Chancellor Rachel Reeves is facing renewed pressure to impose VAT on private healthcare, with former Labour leader Lord Neil Kinnock calling for the move as a means of raising billions in extra funding for the NHS.

With Labour’s autumn Budget on the horizon and mounting fiscal pressures following recent U-turns on welfare reform and winter fuel payments, Kinnock has urged the government to remove the VAT exemption currently enjoyed by private healthcare providers.

“Introducing VAT on private health provision could provide vital funding for the NHS and social care,” Kinnock said. “Ending the VAT exemption to generate much-needed revenue is a reasonable and widely-supported step.”

Analysis by the Good Growth Foundation, a think tank with close ties to Labour, suggests that charging the standard 20% VAT on private acute healthcare—excluding services provided to the NHS—could raise over £2 billion annually.

Polling conducted by the foundation in June found that 55% of UK adults supported a windfall tax on private healthcare firms, with strong backing for more progressive taxation to fund NHS services.

“We have sleepwalked into a two-tier healthcare system,” said Praful Nargund, director of the Good Growth Foundation and a former Labour parliamentary candidate. “People are being forced to go private for care they should get for free. That’s not a system in need of tweaks—it’s a system on the brink and in need of major reform.”

The proposal follows Labour’s swift move earlier this year to end VAT exemption on private school fees, a manifesto pledge projected to raise around £1.6 billion.

Labour has promised not to increase income tax, National Insurance or VAT for “working people”, but applying VAT to previously exempt sectors—such as private healthcare—could be framed as closing a loophole rather than breaking a pledge.

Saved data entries
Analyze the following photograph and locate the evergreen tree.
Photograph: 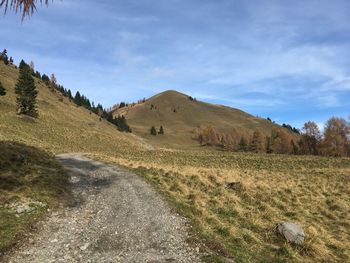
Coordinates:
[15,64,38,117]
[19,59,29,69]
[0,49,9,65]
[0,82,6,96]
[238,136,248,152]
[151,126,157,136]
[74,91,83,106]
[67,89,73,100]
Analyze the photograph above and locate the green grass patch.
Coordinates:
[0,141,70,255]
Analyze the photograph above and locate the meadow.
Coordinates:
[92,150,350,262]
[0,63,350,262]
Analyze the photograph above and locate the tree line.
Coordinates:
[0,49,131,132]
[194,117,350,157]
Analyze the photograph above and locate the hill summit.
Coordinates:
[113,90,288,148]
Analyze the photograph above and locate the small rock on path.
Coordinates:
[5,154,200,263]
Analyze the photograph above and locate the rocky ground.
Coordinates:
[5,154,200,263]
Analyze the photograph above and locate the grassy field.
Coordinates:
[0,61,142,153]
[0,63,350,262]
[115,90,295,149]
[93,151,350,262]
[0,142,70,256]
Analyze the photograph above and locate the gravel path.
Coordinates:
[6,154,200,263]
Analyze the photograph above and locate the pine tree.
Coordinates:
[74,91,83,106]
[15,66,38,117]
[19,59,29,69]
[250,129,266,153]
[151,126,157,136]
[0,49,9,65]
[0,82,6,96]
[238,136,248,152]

--

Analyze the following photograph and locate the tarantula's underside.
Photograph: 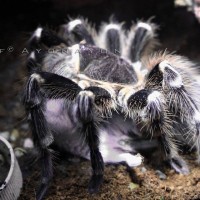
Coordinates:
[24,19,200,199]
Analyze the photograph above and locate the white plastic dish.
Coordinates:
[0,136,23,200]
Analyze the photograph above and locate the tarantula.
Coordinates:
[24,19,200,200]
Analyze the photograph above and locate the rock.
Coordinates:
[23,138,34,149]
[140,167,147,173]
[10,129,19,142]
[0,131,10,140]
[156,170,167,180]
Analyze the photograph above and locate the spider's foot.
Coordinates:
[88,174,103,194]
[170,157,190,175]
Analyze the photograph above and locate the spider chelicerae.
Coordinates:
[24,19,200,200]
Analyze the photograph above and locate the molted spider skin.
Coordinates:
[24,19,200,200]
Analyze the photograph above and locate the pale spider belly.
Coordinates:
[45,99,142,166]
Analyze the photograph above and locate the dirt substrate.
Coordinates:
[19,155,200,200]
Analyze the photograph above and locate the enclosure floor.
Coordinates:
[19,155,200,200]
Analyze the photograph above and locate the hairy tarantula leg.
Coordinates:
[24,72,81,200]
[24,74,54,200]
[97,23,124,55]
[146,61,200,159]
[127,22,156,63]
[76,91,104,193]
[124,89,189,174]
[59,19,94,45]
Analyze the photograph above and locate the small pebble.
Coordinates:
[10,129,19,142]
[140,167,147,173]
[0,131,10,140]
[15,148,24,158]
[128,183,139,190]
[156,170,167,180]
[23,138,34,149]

...

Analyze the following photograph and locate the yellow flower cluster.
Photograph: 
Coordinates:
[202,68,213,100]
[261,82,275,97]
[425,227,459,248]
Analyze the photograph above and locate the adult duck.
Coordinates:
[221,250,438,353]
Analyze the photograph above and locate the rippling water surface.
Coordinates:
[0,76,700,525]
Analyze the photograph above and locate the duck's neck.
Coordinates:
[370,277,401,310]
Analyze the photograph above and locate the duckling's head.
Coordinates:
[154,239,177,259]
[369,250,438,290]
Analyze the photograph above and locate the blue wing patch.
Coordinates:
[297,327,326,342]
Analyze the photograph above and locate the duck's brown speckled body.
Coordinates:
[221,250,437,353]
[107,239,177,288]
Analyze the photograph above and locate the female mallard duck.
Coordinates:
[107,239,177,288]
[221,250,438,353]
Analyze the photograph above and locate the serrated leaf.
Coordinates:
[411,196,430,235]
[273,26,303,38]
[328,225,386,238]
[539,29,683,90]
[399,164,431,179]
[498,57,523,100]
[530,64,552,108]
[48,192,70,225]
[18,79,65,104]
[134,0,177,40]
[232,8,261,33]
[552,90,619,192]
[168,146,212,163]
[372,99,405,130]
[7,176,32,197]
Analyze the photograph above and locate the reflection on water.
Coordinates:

- **PARTS OF THE EXERCISE**:
[A] Name every person the article on private healthcare VAT mentions by name.
[B] Answer these questions from the article on private healthcare VAT:
(i) According to the Good Growth Foundation's analysis, how much could the standard 20% VAT on private acute healthcare raise each year?
(ii) What share of UK adults supported a windfall tax on private healthcare firms in the foundation's June polling?
(iii) How much is ending the VAT exemption on private school fees projected to raise?
[C] Continue the article on VAT for private healthcare from its final paragraph.
These data have no connection to the article on private healthcare VAT.

- **ANSWERS TO THE EXERCISE**:
[A] Rachel Reeves, Lord Neil Kinnock, Praful Nargund

[B]
(i) Over £2 billion annually
(ii) 55%
(iii) Around £1.6 billion

[C]
That political nuance may appeal to Reeves, who needs to plug an estimated £30 billion fiscal shortfall while maintaining public service spending and avoiding widespread backlash from middle-income voters.

Lord Kinnock argued that taxing private care would address rising inequality in access to treatment, as many patients now resort to paying privately due to long NHS wait times.

“After 14 years of underinvestment, many people are turning to private healthcare not out of choice, but because they cannot afford to wait,” he said. “This has increasingly led to unequal access to care.”

Kinnock’s VAT proposal comes shortly after he also called for a wealth tax on individuals with assets over £10 million. His plan for a 2% annual levy on the ultra-wealthy could raise up to £11 billion a year, he claimed, and would enjoy the support of a “great majority of the general public”.

While no such measures were included in Labour’s election manifesto, pressure is growing from within the party’s own ranks and affiliated think tanks to adopt bolder tax policy as a route to rebuild public services.

The Conservative Party has condemned both the wealth tax and the proposed VAT on private healthcare, warning that such policies risk driving investment out of Britain.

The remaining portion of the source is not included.